Dataset rows:
******
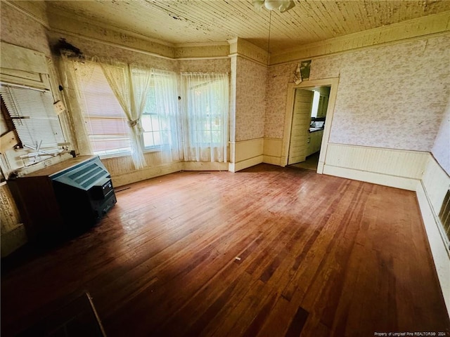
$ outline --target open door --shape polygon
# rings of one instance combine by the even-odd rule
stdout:
[[[295,89],[288,165],[304,161],[314,91]]]

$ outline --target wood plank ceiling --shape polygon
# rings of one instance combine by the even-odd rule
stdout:
[[[279,51],[450,11],[450,1],[295,0],[271,12],[270,51]],[[71,16],[173,45],[226,42],[236,37],[268,48],[271,12],[252,0],[48,1],[49,13]],[[51,16],[49,16],[51,18]]]

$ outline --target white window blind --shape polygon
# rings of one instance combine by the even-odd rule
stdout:
[[[129,127],[101,67],[74,61],[75,78],[88,137],[95,154],[131,151]]]
[[[50,92],[2,84],[0,93],[23,146],[55,147],[65,142]]]

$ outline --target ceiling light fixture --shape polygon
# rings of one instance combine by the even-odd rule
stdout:
[[[269,16],[269,37],[267,38],[267,65],[270,64],[270,33],[272,25],[272,11],[278,10],[280,13],[289,11],[295,6],[294,0],[253,0],[253,7],[257,11],[265,8],[270,11]]]
[[[253,0],[253,6],[258,11],[265,7],[269,11],[276,9],[283,13],[294,7],[295,3],[294,0]]]

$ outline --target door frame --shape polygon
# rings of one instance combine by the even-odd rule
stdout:
[[[328,106],[326,110],[326,121],[325,123],[325,128],[323,129],[323,136],[322,137],[322,145],[321,145],[320,155],[319,157],[319,164],[317,165],[317,173],[319,174],[322,174],[323,173],[323,166],[325,165],[326,151],[328,150],[328,142],[330,140],[330,131],[331,130],[333,115],[335,110],[335,104],[336,103],[336,95],[338,93],[338,77],[305,81],[304,82],[302,82],[300,84],[295,84],[295,83],[288,84],[286,113],[285,114],[284,132],[283,135],[283,147],[281,149],[281,158],[280,160],[281,166],[284,167],[288,165],[295,89],[312,88],[314,86],[330,86],[330,97],[328,98]]]

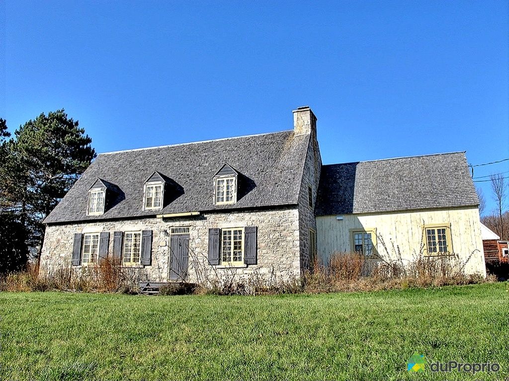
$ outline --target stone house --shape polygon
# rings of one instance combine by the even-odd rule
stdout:
[[[118,261],[143,280],[289,280],[336,252],[467,258],[485,274],[464,152],[324,166],[317,119],[282,132],[99,154],[44,220],[41,269]]]

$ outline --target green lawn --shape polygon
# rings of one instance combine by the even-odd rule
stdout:
[[[0,379],[497,379],[509,284],[320,295],[0,294]],[[409,373],[428,362],[497,373]]]

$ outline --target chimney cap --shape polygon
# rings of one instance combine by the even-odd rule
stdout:
[[[294,110],[292,112],[297,112],[298,111],[304,111],[307,110],[311,110],[311,108],[308,106],[301,106],[300,107],[297,107],[296,110]]]

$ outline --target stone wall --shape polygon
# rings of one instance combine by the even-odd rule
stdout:
[[[258,227],[256,265],[237,268],[211,266],[208,261],[209,229]],[[189,227],[189,281],[234,278],[245,282],[250,274],[270,281],[288,281],[300,274],[299,220],[297,208],[272,210],[205,213],[178,218],[148,218],[47,227],[41,258],[42,271],[71,266],[75,233],[109,232],[108,252],[112,252],[115,231],[153,231],[152,265],[140,266],[140,280],[166,282],[169,266],[170,228]],[[81,266],[73,266],[80,268]]]
[[[299,196],[299,227],[300,231],[300,258],[302,269],[309,267],[309,229],[317,231],[315,206],[317,192],[322,170],[322,158],[317,140],[316,128],[312,129],[307,147],[306,161],[304,166],[302,181]],[[309,207],[308,200],[308,186],[310,186],[313,193],[313,206]]]

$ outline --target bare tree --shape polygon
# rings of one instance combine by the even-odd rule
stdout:
[[[505,204],[505,195],[507,190],[505,181],[503,176],[500,174],[492,175],[491,189],[493,191],[493,196],[498,204],[498,216],[500,220],[500,237],[503,239],[503,224],[502,220],[502,209]]]
[[[476,186],[475,190],[477,192],[477,198],[479,199],[479,214],[483,215],[486,210],[486,199],[484,198],[484,193],[482,189]]]

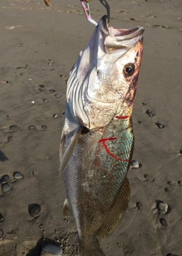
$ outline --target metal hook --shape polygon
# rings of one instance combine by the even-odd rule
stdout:
[[[93,20],[91,17],[91,14],[90,14],[89,6],[89,2],[90,2],[91,0],[80,0],[80,1],[81,1],[81,4],[85,11],[87,20],[92,24],[93,24],[95,26],[97,26],[98,24],[94,20]],[[84,3],[84,1],[86,2],[86,5]],[[104,5],[104,7],[107,10],[108,22],[109,22],[110,21],[110,7],[106,0],[99,0],[99,2],[102,3],[102,5]]]
[[[109,23],[110,21],[110,6],[108,5],[108,3],[107,2],[106,0],[99,0],[99,1],[107,10],[108,23]]]
[[[97,23],[95,21],[93,21],[91,17],[89,3],[87,2],[86,2],[86,5],[85,5],[84,0],[81,0],[81,4],[82,4],[82,6],[83,6],[83,10],[85,11],[86,17],[87,20],[89,22],[91,22],[92,24],[93,24],[95,26],[97,26],[98,25]]]

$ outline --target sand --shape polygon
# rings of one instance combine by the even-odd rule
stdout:
[[[109,4],[111,25],[143,26],[146,31],[133,115],[133,160],[141,167],[129,172],[128,209],[102,247],[107,256],[180,256],[181,1]],[[90,8],[96,21],[105,14],[99,1]],[[8,175],[12,188],[5,194],[0,189],[5,218],[0,255],[39,256],[45,242],[60,245],[63,255],[77,255],[74,222],[62,216],[65,190],[62,176],[58,178],[58,149],[66,81],[94,26],[76,0],[52,0],[50,7],[40,0],[1,0],[0,21],[0,177]],[[31,125],[36,128],[30,130]],[[15,180],[14,172],[24,178]],[[161,201],[168,205],[166,213],[158,209]],[[41,206],[38,216],[29,213],[33,204]]]

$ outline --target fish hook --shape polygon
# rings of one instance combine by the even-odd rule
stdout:
[[[80,1],[81,1],[81,4],[85,11],[87,20],[89,22],[91,22],[93,24],[94,24],[95,26],[97,26],[98,24],[94,20],[93,20],[91,17],[89,5],[89,2],[90,2],[91,0],[80,0]],[[86,4],[84,3],[84,1],[86,2]],[[99,0],[99,2],[102,3],[102,5],[104,5],[104,7],[107,10],[108,22],[109,22],[110,21],[110,7],[106,0]]]

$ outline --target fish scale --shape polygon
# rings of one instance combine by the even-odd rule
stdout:
[[[86,216],[88,216],[89,225],[89,227],[86,226],[86,230],[89,229],[91,233],[95,233],[102,227],[103,219],[107,218],[113,201],[127,175],[133,138],[130,120],[129,118],[128,119],[111,121],[102,129],[102,134],[94,131],[86,135],[80,135],[74,156],[71,156],[64,172],[71,204],[74,204],[74,207],[77,205],[77,208],[80,209],[79,219],[84,220],[84,223],[87,222]],[[113,129],[115,122],[117,129]],[[107,143],[108,148],[117,157],[127,160],[128,162],[115,160],[107,153],[99,143],[103,137],[113,136],[117,136],[117,138]],[[99,162],[99,166],[96,164],[96,160]],[[80,198],[81,205],[80,205]],[[82,208],[83,205],[84,209]],[[90,209],[93,214],[90,213]],[[98,220],[93,226],[90,220],[96,218]],[[91,226],[93,230],[91,229]],[[82,233],[84,234],[83,228]]]
[[[132,110],[143,55],[142,27],[108,27],[104,16],[67,81],[60,174],[80,256],[104,256],[99,239],[113,233],[130,198]]]

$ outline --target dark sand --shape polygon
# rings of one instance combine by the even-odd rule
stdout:
[[[1,256],[39,256],[45,242],[58,242],[63,255],[77,255],[74,222],[67,223],[62,216],[65,190],[63,178],[58,178],[58,150],[66,80],[94,26],[86,21],[78,0],[52,0],[49,8],[42,2],[1,0],[0,5],[0,177],[8,174],[12,187],[7,194],[0,189],[5,217]],[[181,256],[181,0],[109,4],[111,26],[146,29],[133,115],[133,159],[142,167],[130,171],[128,210],[102,247],[107,256]],[[99,1],[93,0],[90,7],[96,21],[105,14]],[[45,85],[42,92],[40,84]],[[146,115],[147,109],[154,116]],[[165,128],[158,128],[157,122]],[[11,130],[11,125],[17,128]],[[36,128],[29,130],[30,125]],[[15,181],[15,171],[24,178]],[[152,182],[146,181],[146,174]],[[156,209],[160,201],[169,206],[165,214]],[[140,210],[136,202],[141,202]],[[38,217],[29,214],[32,204],[41,206]]]

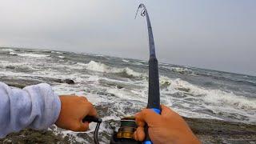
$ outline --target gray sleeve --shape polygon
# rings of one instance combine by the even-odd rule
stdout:
[[[60,99],[48,84],[20,90],[0,82],[0,138],[26,127],[47,129],[60,110]]]

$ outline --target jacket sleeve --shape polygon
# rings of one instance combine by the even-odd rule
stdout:
[[[60,99],[48,84],[20,90],[0,82],[0,138],[26,127],[47,129],[60,110]]]

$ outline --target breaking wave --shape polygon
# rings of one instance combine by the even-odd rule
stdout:
[[[24,53],[24,54],[17,54],[14,52],[10,52],[11,55],[18,55],[21,57],[33,57],[33,58],[46,58],[50,57],[50,55],[46,54],[32,54],[32,53]]]
[[[86,69],[92,71],[98,71],[102,73],[113,73],[120,74],[123,76],[128,77],[142,77],[143,74],[131,70],[129,67],[126,68],[115,68],[110,67],[104,63],[96,62],[90,61],[89,63],[85,65]]]
[[[180,78],[170,79],[167,77],[160,77],[160,86],[163,86],[166,89],[173,91],[190,94],[197,98],[204,100],[206,103],[222,106],[230,106],[238,109],[256,109],[255,98],[236,95],[232,92],[220,90],[205,89]]]
[[[13,49],[0,49],[2,51],[14,51]]]

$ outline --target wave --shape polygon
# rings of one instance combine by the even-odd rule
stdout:
[[[52,54],[63,54],[63,53],[58,52],[58,51],[50,51],[50,53],[52,53]]]
[[[0,62],[0,68],[14,70],[19,72],[31,72],[36,70],[29,64],[21,64],[19,62]]]
[[[124,62],[130,62],[130,61],[126,60],[126,59],[122,59],[122,61]]]
[[[0,49],[1,51],[14,51],[13,49]]]
[[[58,57],[60,58],[65,58],[64,56],[58,56]]]
[[[129,67],[126,68],[116,68],[110,67],[104,63],[96,62],[90,61],[89,63],[85,64],[86,68],[89,70],[98,71],[102,73],[112,73],[119,74],[125,77],[142,77],[143,74],[131,70]]]
[[[180,78],[171,79],[167,77],[160,77],[160,86],[166,89],[190,94],[197,98],[205,101],[206,103],[219,106],[233,106],[238,109],[256,109],[256,99],[241,95],[236,95],[232,92],[226,92],[220,90],[210,90],[190,84]]]
[[[173,72],[179,73],[182,74],[194,74],[194,72],[187,69],[187,68],[182,68],[182,67],[171,67],[170,69]]]
[[[21,57],[33,57],[33,58],[46,58],[50,57],[50,55],[46,54],[32,54],[32,53],[24,53],[24,54],[17,54],[14,52],[10,52],[11,55],[18,55]]]

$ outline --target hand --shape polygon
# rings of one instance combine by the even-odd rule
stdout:
[[[85,97],[62,95],[59,98],[62,107],[56,126],[73,131],[87,130],[89,122],[82,122],[82,119],[87,115],[98,115],[93,105]]]
[[[161,107],[161,115],[150,109],[144,109],[136,114],[138,127],[134,138],[137,141],[145,139],[144,126],[147,123],[153,143],[201,143],[178,114],[163,105]]]

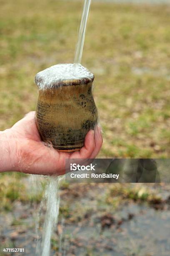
******
**EXERCISE GOAL:**
Return the lines exactly as they appear in the records above, from the line containing "hand --shape polygon" through the end of the records, both ends included. Leave the pictures out of your answer.

**FINAL RESULT:**
$ outline --target hand --shape polygon
# rings of one instance combine by the even-odd rule
stdout:
[[[85,97],[62,95],[59,98],[62,107],[56,126],[73,131],[87,130],[89,122],[82,122],[82,119],[87,115],[98,115],[93,105]]]
[[[161,107],[161,115],[150,109],[144,109],[136,114],[138,127],[134,138],[137,141],[145,139],[144,126],[147,123],[153,143],[201,143],[178,114],[163,105]]]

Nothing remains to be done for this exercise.